--- START OF SUPPLIED PASSAGE ---
Step by Step Instructions
CHICKEN & MARINADE
STEP 1
In a medium glass mixing bowl:
a) Add ½ teaspoon turmeric, 1 teaspoon ground garam masala, 1 teaspoon black pepper, and ⅛ teaspoon dried ginger.
b) Whisk well to combine spices.
c) Then add ½ tablespoon fresh lemon juice, 1 pressed garlic clove (use a garlic press), and ½ cup 2% plain Greek yogurt (or 5%).
d) Stir well to combine, and set aside.
STEP 2
Using a sharp knife and a cutting board, take 2 pounds boneless and skinless chicken breasts (about 3 large or 4 small breasts), and:
a) Cut each chicken breast in half lengthwise to maintain their original thickness.
b) Add the chicken strips to the marinade.
c) Thoroughly coat with marinade. Cover with plastic wrap or tightly sealing lid, and refrigerate overnight (minimum 3 hours), to allow the marinade to penetrate the chicken.
STEP 3
When ready to roast, preheat the oven to 400°F (see Notes below). Or, you can grill the chicken, which would add a wonderful flavor to this dish.
a) Once fully marinated, remove from the fridge.
b) Line a baking sheet with aluminum foil, and lightly spray with cooking spray. Remove chicken strips from the marinade, and lay them out on the prepared baking sheet. Discard any remaining marinade.
c) Bake chicken for about 15-20 minutes until cooked, but not dry (see Note below), and test for doneness.
--- END OF SUPPLIED PASSAGE ---
## [REQUIRED ACTIONS]
[1] List every ingredient the chicken recipe steps put into the marinade in Step 1, with the amount given for each.
[2] Answer these from the chicken recipe steps:
(a) What is the minimum time the chicken should stay in the fridge?
(b) To what temperature is the oven preheated?
(c) For about how long is the chicken baked?
--- START OF RAW DATA ---
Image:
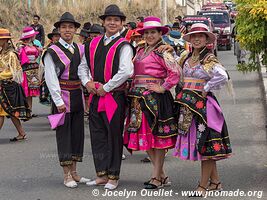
--- END OF RAW DATA ---
## [RESULTS IN ORDER]
[1]
- ½ teaspoon turmeric
- 1 teaspoon ground garam masala
- 1 teaspoon black pepper
- ⅛ teaspoon dried ginger
- ½ tablespoon fresh lemon juice
- 1 pressed garlic clove
- ½ cup 2% plain Greek yogurt (or 5%)

[2]
(a) 3 hours
(b) 400°F
(c) About 15-20 minutes